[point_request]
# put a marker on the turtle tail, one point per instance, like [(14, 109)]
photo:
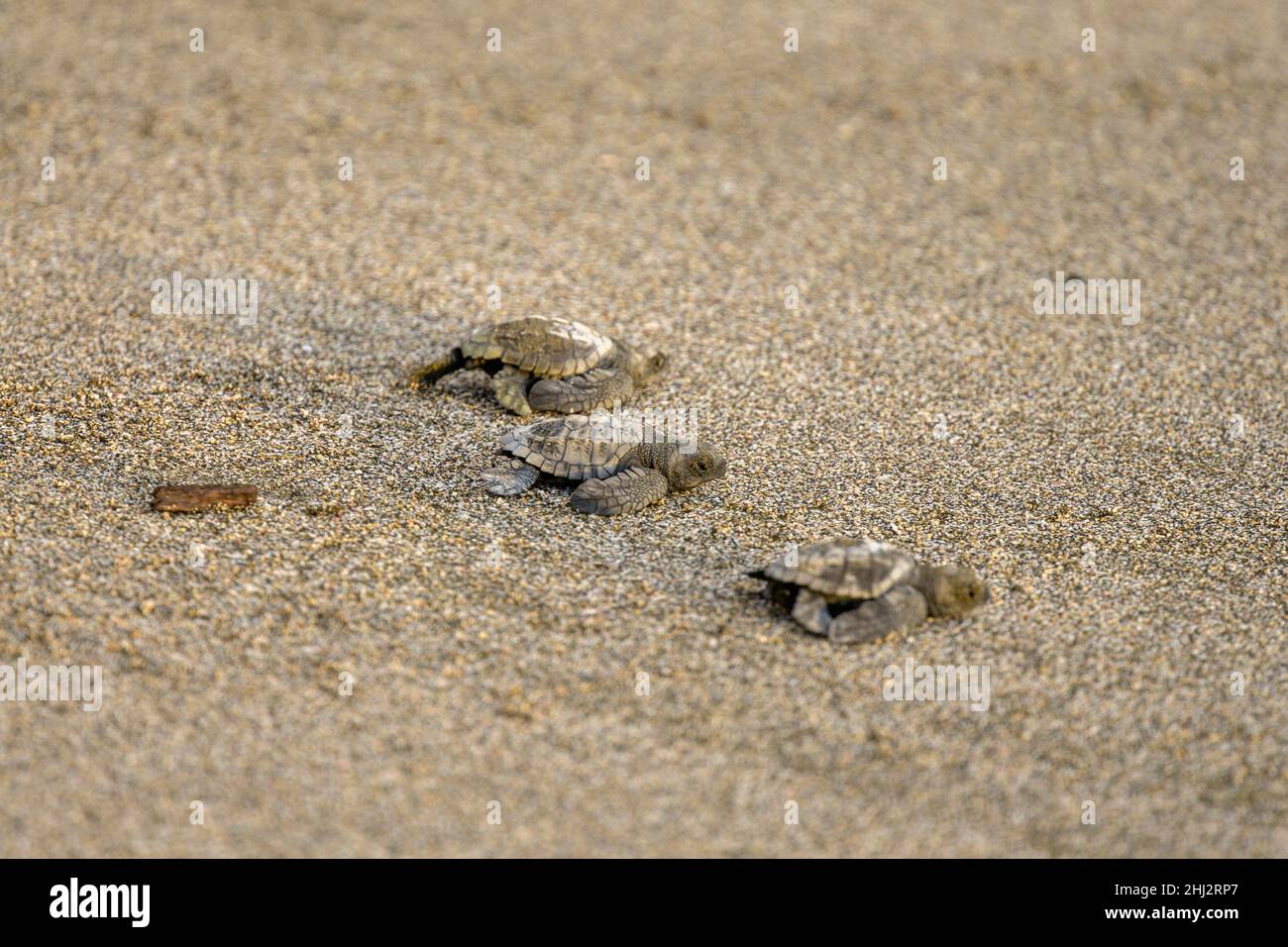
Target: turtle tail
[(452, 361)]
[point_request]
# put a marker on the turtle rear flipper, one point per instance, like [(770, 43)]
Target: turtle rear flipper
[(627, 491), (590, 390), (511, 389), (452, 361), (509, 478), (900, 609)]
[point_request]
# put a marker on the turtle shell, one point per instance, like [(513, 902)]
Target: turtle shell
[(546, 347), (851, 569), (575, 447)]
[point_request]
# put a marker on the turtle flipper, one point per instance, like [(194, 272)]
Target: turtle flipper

_Problem description_
Copy every one of the records above word for word, and leave out the pictures.

_Response_
[point_request]
# put a marker on the turtle tail, one point per instance, like [(14, 109)]
photo:
Target: turtle tail
[(452, 361)]
[point_request]
# put a marker on the turtle rear flipper, one point per instance, like [(770, 43)]
Target: turtle rear flipper
[(627, 491), (590, 390), (511, 389), (452, 361), (509, 478), (900, 609)]
[point_request]
# put a marker on the turtle shell, one point per instance, like [(513, 902)]
Target: turtle shell
[(546, 347), (851, 569), (575, 447)]
[point_request]
# put a marker on the turtle flipper, one point per instance, like [(194, 272)]
Target: turtle flipper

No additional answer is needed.